§ Image point annotation entries
——

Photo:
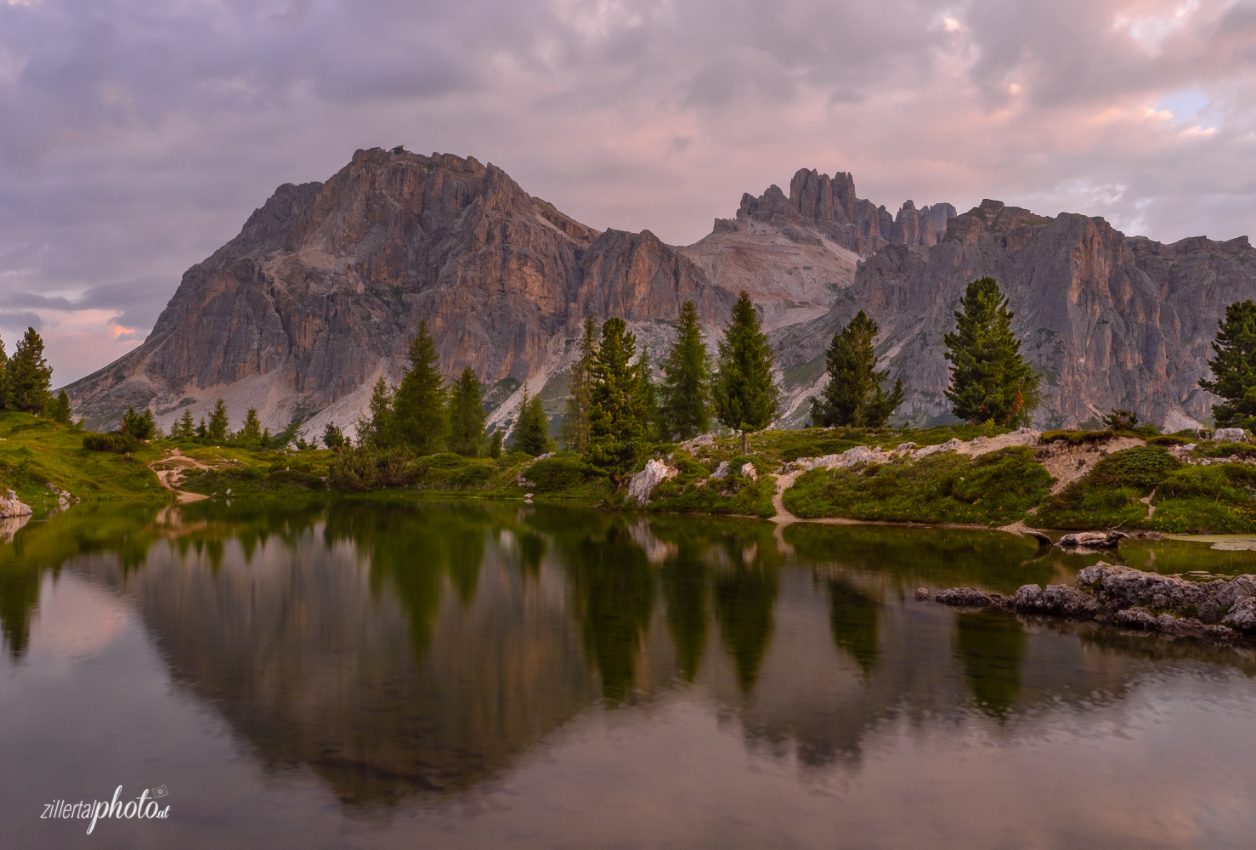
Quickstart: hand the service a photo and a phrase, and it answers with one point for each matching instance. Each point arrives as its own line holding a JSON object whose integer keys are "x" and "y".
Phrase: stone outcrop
{"x": 327, "y": 283}
{"x": 1221, "y": 610}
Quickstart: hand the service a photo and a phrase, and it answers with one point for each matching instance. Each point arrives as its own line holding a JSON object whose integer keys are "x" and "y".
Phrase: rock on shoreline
{"x": 1220, "y": 610}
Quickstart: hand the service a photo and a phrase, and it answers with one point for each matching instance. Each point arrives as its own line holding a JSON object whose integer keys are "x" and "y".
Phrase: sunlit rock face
{"x": 323, "y": 289}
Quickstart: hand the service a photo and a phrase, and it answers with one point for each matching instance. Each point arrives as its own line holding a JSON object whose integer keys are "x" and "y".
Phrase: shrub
{"x": 114, "y": 442}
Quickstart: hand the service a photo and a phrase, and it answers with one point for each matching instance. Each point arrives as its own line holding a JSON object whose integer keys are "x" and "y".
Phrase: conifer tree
{"x": 5, "y": 371}
{"x": 854, "y": 394}
{"x": 746, "y": 397}
{"x": 1234, "y": 368}
{"x": 59, "y": 411}
{"x": 251, "y": 431}
{"x": 618, "y": 416}
{"x": 990, "y": 381}
{"x": 466, "y": 416}
{"x": 421, "y": 408}
{"x": 685, "y": 392}
{"x": 185, "y": 428}
{"x": 29, "y": 374}
{"x": 333, "y": 437}
{"x": 219, "y": 423}
{"x": 575, "y": 430}
{"x": 531, "y": 432}
{"x": 378, "y": 430}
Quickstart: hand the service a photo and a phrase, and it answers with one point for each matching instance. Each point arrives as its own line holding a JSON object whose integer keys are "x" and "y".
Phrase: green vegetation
{"x": 990, "y": 381}
{"x": 994, "y": 489}
{"x": 854, "y": 394}
{"x": 685, "y": 406}
{"x": 1109, "y": 496}
{"x": 746, "y": 398}
{"x": 1234, "y": 367}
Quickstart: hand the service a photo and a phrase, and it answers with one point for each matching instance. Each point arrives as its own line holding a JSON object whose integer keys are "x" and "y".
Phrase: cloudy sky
{"x": 137, "y": 136}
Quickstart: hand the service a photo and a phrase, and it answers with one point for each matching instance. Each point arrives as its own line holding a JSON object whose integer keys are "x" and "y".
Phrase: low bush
{"x": 116, "y": 442}
{"x": 994, "y": 489}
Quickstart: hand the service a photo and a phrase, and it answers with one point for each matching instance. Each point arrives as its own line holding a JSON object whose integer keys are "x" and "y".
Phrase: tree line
{"x": 617, "y": 409}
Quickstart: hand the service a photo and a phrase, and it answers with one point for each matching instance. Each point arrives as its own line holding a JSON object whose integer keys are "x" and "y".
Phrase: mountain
{"x": 327, "y": 283}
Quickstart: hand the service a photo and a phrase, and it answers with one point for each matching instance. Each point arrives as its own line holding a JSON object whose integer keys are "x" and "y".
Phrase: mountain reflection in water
{"x": 412, "y": 652}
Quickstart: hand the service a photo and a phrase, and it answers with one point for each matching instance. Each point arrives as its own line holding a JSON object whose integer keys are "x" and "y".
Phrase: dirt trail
{"x": 173, "y": 466}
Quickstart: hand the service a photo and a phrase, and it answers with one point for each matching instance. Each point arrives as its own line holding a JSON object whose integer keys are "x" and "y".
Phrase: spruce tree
{"x": 251, "y": 431}
{"x": 421, "y": 408}
{"x": 990, "y": 381}
{"x": 746, "y": 397}
{"x": 685, "y": 392}
{"x": 854, "y": 394}
{"x": 378, "y": 430}
{"x": 575, "y": 430}
{"x": 60, "y": 408}
{"x": 5, "y": 369}
{"x": 185, "y": 428}
{"x": 333, "y": 437}
{"x": 531, "y": 431}
{"x": 219, "y": 423}
{"x": 466, "y": 416}
{"x": 618, "y": 414}
{"x": 29, "y": 374}
{"x": 1234, "y": 368}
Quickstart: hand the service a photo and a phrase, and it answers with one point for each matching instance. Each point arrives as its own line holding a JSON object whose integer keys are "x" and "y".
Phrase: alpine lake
{"x": 489, "y": 674}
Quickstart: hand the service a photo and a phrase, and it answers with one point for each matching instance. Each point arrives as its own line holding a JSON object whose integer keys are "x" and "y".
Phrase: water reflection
{"x": 410, "y": 650}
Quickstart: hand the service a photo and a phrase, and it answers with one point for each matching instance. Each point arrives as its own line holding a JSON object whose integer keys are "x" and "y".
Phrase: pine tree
{"x": 185, "y": 428}
{"x": 466, "y": 416}
{"x": 1234, "y": 369}
{"x": 618, "y": 414}
{"x": 59, "y": 411}
{"x": 5, "y": 372}
{"x": 250, "y": 433}
{"x": 854, "y": 394}
{"x": 421, "y": 408}
{"x": 531, "y": 431}
{"x": 685, "y": 392}
{"x": 219, "y": 423}
{"x": 746, "y": 397}
{"x": 575, "y": 430}
{"x": 990, "y": 381}
{"x": 379, "y": 428}
{"x": 29, "y": 374}
{"x": 333, "y": 437}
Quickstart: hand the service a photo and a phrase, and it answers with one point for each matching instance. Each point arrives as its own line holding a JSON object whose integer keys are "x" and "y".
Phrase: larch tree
{"x": 575, "y": 430}
{"x": 685, "y": 391}
{"x": 990, "y": 381}
{"x": 619, "y": 412}
{"x": 466, "y": 416}
{"x": 421, "y": 408}
{"x": 1234, "y": 368}
{"x": 746, "y": 397}
{"x": 29, "y": 374}
{"x": 855, "y": 393}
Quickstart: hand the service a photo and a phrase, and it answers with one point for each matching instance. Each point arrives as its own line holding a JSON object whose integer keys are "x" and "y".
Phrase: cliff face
{"x": 327, "y": 283}
{"x": 1110, "y": 320}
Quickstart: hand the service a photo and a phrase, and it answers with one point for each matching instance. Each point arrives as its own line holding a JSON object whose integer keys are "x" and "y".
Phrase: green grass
{"x": 1109, "y": 495}
{"x": 35, "y": 452}
{"x": 994, "y": 489}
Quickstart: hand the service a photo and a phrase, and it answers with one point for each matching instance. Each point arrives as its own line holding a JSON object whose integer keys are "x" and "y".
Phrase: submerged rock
{"x": 642, "y": 484}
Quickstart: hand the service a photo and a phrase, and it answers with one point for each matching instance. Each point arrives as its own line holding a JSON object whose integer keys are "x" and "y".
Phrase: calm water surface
{"x": 470, "y": 676}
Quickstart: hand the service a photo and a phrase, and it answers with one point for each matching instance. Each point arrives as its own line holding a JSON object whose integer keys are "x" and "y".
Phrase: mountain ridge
{"x": 319, "y": 293}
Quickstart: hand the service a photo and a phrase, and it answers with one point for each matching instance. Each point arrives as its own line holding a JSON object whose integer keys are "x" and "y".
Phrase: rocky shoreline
{"x": 1222, "y": 610}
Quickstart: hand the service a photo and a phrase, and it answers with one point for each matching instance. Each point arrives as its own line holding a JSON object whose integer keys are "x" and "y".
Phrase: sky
{"x": 137, "y": 137}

——

§ Job
Transcribe the whole listing exactly. Pictures stay out of your copy.

§ Answer to this exercise
Photo:
Quickstart: hand the service a photo and a phrase, and it answers with one point for each matching instance. Each point arrives as its own line holding a JSON object whose integer keys are "x" and "y".
Phrase: stone outcrop
{"x": 327, "y": 283}
{"x": 1221, "y": 610}
Quickstart: hand the service a photo and a phrase, and it answers with one point for each matching instance. Each point arrives as its own line holding a JSON object whose integer keys are "x" and "y".
Phrase: rock on shoreline
{"x": 1220, "y": 610}
Quickstart: hand the service a photo and a phrase, and it answers with one point for each matching instance. Each point arrives as its own line holding a JSON object whose integer keys are "x" and "y".
Phrase: sunlit rock face
{"x": 323, "y": 289}
Quickstart: hand the service a photo and a phrase, and it answers with one point for each matching instance. Each point arrives as its own line holding a JSON object whose integer keys are "x" and "y".
Phrase: shrub
{"x": 114, "y": 442}
Quickstart: hand the service a photo and a phrase, and it answers with one point for each matching instance. Each point arrives as its own line holding a JSON object whose integer keys are "x" and "y".
Phrase: conifer tree
{"x": 5, "y": 371}
{"x": 854, "y": 394}
{"x": 746, "y": 397}
{"x": 1234, "y": 368}
{"x": 59, "y": 411}
{"x": 251, "y": 431}
{"x": 618, "y": 416}
{"x": 990, "y": 381}
{"x": 466, "y": 416}
{"x": 421, "y": 408}
{"x": 685, "y": 392}
{"x": 185, "y": 428}
{"x": 29, "y": 374}
{"x": 333, "y": 437}
{"x": 219, "y": 423}
{"x": 575, "y": 430}
{"x": 531, "y": 432}
{"x": 378, "y": 430}
Quickstart: hand the service a photo and a phrase, and it answers with one point for each matching instance. Each point arrives as its own line holding a JSON object whose integer keys are "x" and "y".
Phrase: green vegetation
{"x": 990, "y": 381}
{"x": 994, "y": 489}
{"x": 854, "y": 394}
{"x": 685, "y": 406}
{"x": 1109, "y": 496}
{"x": 746, "y": 398}
{"x": 1234, "y": 367}
Quickstart: hand the service a photo and a phrase, and it answers with one point for each matching instance. Each point arrives as its own line holding a JSON object whose integer keys are "x" and "y".
Phrase: cloudy sky
{"x": 137, "y": 136}
Quickstart: hand the service a photo and a phrase, and it answers with one point for each matching instance. Each point arrives as its own line holding a JSON object whose integer keys are "x" and "y".
Phrase: low bush
{"x": 116, "y": 442}
{"x": 994, "y": 489}
Quickstart: hand the service a photo and a phrase, and it answers with one point for each matching instance. Each point arrives as its own line holding a JSON object whose integer keys are "x" and "y".
Phrase: tree line
{"x": 617, "y": 409}
Quickstart: hand the service a photo and a phrase, and it answers with one point for each matching instance. Each point arrives as its own line holding a JSON object whose integer keys are "x" and "y".
Phrase: mountain
{"x": 327, "y": 283}
Quickstart: hand the service a photo and a phrase, and it answers with one point for each matching instance. Each point arrives as its own line holding a JSON object whose integer keys are "x" and "y".
Phrase: mountain reflection in water
{"x": 412, "y": 652}
Quickstart: hand the service a photo and a phrase, and it answers with one point for each matching instance. Each point arrives as its own line holding a JSON object whose integer keys are "x" and "y".
Phrase: dirt trail
{"x": 173, "y": 466}
Quickstart: hand the service a photo and a phrase, and it answers with one point for each matching instance. Each point arrives as its own line holding a JSON object whose integer keys are "x" and "y".
Phrase: spruce tree
{"x": 251, "y": 431}
{"x": 421, "y": 408}
{"x": 990, "y": 381}
{"x": 746, "y": 397}
{"x": 685, "y": 392}
{"x": 854, "y": 394}
{"x": 378, "y": 430}
{"x": 575, "y": 430}
{"x": 60, "y": 408}
{"x": 5, "y": 369}
{"x": 185, "y": 428}
{"x": 333, "y": 437}
{"x": 531, "y": 431}
{"x": 219, "y": 423}
{"x": 466, "y": 416}
{"x": 618, "y": 414}
{"x": 29, "y": 374}
{"x": 1234, "y": 368}
Quickstart: hand the service a photo and a phrase, and it answers with one point for each matching instance. Each point arrives as its own line holding a JSON object whose integer keys are "x" and "y".
Phrase: alpine lake
{"x": 489, "y": 674}
Quickstart: hand the service a photo and a phrase, and it answers with one point for each matching instance. Each point arrives as its own line holding a JSON object whose integer keys are "x" and "y".
Phrase: water reflection
{"x": 410, "y": 650}
Quickstart: hand the service a photo and a phrase, and it answers with one point for each matching instance. Each point arrives as its own line holding a JSON object whose integer keys are "x" and "y".
Phrase: pine tree
{"x": 185, "y": 428}
{"x": 466, "y": 416}
{"x": 1234, "y": 369}
{"x": 618, "y": 414}
{"x": 59, "y": 411}
{"x": 5, "y": 372}
{"x": 250, "y": 433}
{"x": 854, "y": 394}
{"x": 421, "y": 408}
{"x": 531, "y": 431}
{"x": 685, "y": 392}
{"x": 219, "y": 423}
{"x": 746, "y": 397}
{"x": 575, "y": 430}
{"x": 990, "y": 381}
{"x": 379, "y": 428}
{"x": 29, "y": 374}
{"x": 333, "y": 437}
Quickstart: hand the service a photo and a phrase, and it answers with one point for each matching instance. Each point arrives as its own line holding a JSON object whose integer keys are "x" and "y".
Phrase: larch tree
{"x": 575, "y": 430}
{"x": 685, "y": 391}
{"x": 990, "y": 381}
{"x": 619, "y": 412}
{"x": 466, "y": 416}
{"x": 421, "y": 408}
{"x": 1234, "y": 368}
{"x": 746, "y": 397}
{"x": 29, "y": 374}
{"x": 855, "y": 393}
Quickstart: hand the service a photo and a phrase, and it answers with one point for each matching instance. Each point arrives as its own line holding a JSON object whose integer keys are "x" and "y".
Phrase: cliff face
{"x": 327, "y": 283}
{"x": 1110, "y": 320}
Quickstart: hand the service a photo and a phrase, and it answers with one point for each matching instance. Each point arrives as its own line holding a JSON object whose integer keys are "x" and "y".
Phrase: green grass
{"x": 1109, "y": 495}
{"x": 35, "y": 452}
{"x": 994, "y": 489}
Quickstart: hand the service a photo and a phrase, and it answers with one point for each matching instance. Each point arrives as its own line holding a JSON object whose integer keys are "x" and "y".
Phrase: submerged rock
{"x": 642, "y": 484}
Quickstart: hand the service a photo and a phrase, and it answers with one point for each matching instance. Each point arrives as its own line holding a JSON object whose integer keys are "x" and "y".
Phrase: calm water surface
{"x": 470, "y": 676}
Quickstart: hand the service a photo and a phrase, and it answers with one point for each matching instance. Each point arrives as its own line holding a JSON object whose integer keys are "x" and "y".
Phrase: mountain ridge
{"x": 319, "y": 293}
Quickstart: hand the service a photo and a phrase, and it answers with one point for each matching instance. Each point arrives as its own line holding a JSON object whose integer keys are "x" and "y".
Phrase: rocky shoreline
{"x": 1222, "y": 610}
Quickstart: hand the service a photo and a phrase, and it answers with one point for each matching instance. Each point arrives as its own line holding a JSON object whose integer keys are "x" and "y".
Phrase: sky
{"x": 137, "y": 137}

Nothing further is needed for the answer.